_Given exercise_.
Extract every line of the records below that contains the word "head", treating uppercase and lowercase letters as distinct.

Collected data entries
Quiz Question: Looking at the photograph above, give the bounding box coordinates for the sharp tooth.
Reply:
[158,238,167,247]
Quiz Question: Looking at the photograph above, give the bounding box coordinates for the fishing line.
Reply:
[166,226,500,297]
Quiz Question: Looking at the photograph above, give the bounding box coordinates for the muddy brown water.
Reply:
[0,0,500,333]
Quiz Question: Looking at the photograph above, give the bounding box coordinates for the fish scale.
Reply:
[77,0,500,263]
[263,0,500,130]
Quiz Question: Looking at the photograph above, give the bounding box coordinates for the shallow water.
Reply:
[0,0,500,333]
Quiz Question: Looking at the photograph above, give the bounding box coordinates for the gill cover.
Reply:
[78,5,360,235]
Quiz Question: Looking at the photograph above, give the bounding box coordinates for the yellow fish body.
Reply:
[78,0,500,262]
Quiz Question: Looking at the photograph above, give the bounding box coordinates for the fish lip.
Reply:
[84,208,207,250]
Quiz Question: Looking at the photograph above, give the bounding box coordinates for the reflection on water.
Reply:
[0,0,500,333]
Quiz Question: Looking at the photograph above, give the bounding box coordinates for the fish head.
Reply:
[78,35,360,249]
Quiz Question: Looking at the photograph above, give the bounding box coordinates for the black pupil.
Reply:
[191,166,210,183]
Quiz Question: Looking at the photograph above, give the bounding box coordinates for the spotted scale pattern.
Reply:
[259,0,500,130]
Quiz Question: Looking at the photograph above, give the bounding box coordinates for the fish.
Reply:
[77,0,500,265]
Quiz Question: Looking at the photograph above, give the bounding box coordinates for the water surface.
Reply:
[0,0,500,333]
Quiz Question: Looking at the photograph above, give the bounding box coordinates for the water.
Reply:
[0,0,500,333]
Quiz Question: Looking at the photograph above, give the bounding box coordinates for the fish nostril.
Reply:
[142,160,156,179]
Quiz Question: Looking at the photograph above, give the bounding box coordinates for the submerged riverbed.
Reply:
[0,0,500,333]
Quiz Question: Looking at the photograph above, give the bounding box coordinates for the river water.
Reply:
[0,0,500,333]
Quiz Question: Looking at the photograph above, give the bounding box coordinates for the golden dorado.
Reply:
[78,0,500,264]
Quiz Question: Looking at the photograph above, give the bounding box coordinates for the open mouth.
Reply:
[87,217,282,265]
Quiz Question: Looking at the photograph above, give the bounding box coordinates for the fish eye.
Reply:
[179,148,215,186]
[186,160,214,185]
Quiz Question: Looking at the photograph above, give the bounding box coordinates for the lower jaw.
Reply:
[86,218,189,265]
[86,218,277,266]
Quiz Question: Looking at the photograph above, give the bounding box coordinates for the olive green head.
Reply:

_Expected output_.
Quiz Question: Looking at the photograph above, give the bounding box coordinates for the fish head.
Quiz Question: Looking at the photograph above, give the bounding box coordinates for the olive green head.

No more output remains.